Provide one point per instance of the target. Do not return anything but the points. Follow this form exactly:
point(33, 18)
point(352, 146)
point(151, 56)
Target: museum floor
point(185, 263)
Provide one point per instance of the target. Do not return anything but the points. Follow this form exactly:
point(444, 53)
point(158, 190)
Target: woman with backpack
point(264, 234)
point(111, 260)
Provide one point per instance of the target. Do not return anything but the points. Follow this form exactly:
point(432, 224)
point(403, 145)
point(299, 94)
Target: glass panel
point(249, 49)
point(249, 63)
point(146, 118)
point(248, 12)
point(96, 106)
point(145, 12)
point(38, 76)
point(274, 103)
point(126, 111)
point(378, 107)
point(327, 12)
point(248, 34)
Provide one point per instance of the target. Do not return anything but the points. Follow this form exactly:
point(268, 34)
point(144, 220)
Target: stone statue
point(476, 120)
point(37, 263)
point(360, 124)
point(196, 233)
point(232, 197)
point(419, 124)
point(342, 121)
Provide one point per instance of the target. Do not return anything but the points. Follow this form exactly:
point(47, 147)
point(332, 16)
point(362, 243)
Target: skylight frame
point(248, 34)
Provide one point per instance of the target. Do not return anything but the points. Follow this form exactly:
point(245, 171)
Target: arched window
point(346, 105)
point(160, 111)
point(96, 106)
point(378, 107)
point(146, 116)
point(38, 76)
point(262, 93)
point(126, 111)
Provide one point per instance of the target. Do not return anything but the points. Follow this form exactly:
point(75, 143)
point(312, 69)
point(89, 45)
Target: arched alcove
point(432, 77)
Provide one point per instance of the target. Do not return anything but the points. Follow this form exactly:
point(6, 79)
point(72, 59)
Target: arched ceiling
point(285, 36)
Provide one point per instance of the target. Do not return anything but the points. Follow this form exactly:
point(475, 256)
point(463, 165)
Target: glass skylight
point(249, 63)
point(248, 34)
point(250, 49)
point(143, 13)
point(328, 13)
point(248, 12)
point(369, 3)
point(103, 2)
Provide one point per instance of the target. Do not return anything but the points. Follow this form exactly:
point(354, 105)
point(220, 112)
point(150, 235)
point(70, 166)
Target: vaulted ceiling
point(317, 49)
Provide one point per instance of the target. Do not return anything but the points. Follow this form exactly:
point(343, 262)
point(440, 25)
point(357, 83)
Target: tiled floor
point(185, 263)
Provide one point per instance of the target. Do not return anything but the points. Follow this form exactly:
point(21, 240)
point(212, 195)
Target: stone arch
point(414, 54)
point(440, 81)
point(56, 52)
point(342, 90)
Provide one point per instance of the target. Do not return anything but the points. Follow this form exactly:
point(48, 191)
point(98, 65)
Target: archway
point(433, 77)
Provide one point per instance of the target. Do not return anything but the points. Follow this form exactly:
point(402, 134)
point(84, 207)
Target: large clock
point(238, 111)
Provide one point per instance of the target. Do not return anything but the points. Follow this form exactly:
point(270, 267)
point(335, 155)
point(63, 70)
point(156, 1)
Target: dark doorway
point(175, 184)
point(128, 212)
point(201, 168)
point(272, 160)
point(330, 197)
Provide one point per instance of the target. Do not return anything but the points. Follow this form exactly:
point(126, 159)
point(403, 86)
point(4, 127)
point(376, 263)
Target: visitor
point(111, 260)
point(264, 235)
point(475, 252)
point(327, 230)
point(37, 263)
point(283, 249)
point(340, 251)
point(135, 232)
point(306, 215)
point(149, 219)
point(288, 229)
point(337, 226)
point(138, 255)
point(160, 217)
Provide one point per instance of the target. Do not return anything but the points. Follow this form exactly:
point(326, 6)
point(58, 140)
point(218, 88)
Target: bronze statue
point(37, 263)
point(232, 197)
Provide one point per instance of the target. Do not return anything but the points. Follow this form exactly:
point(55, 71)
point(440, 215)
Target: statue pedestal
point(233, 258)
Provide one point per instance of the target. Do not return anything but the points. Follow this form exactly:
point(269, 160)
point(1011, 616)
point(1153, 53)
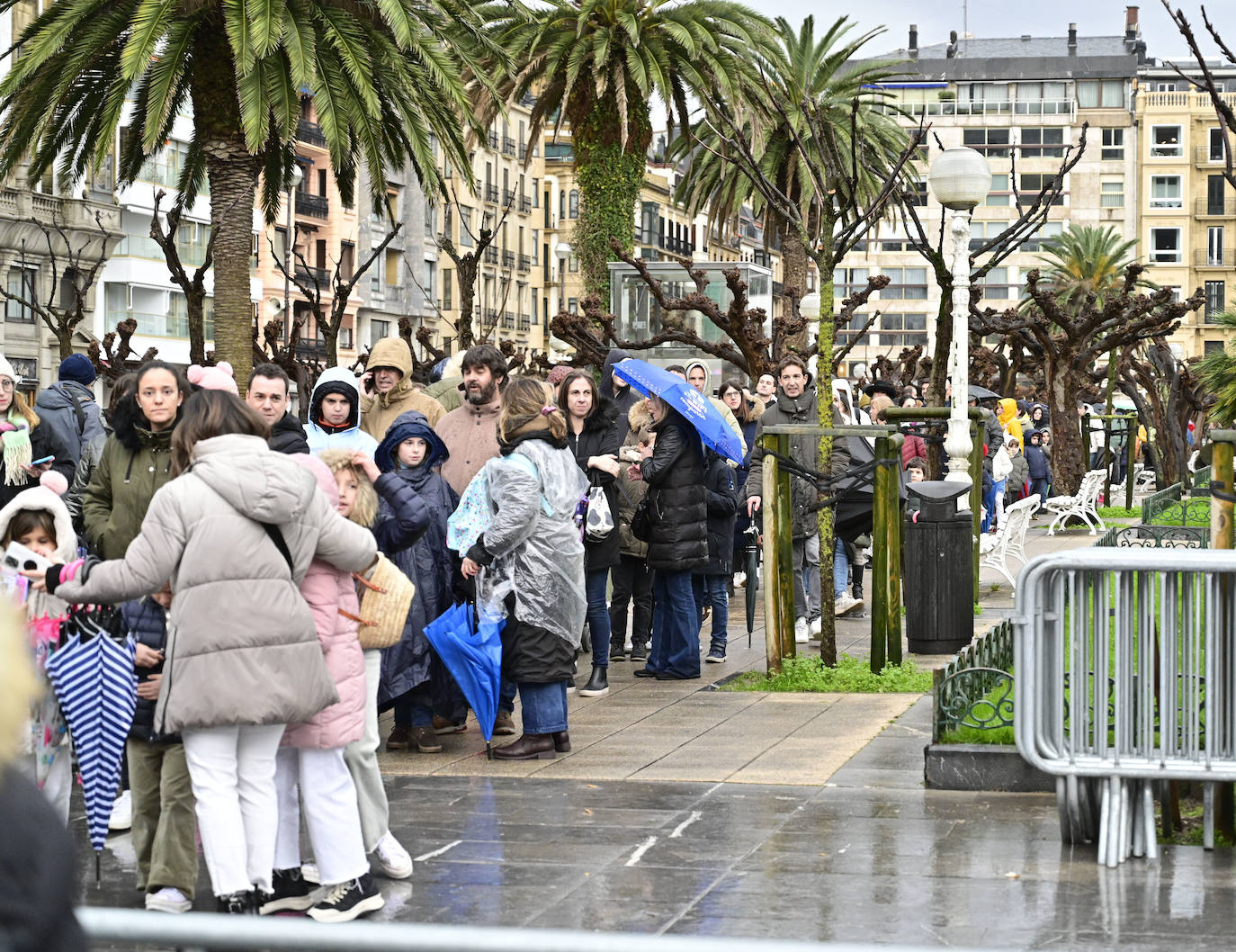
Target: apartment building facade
point(1187, 211)
point(1021, 102)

----

* **Written problem**: Report each line above that contains the word "ceiling", matching its case exactly.

* **Complete output**:
Target: arched ceiling
Target: vaulted ceiling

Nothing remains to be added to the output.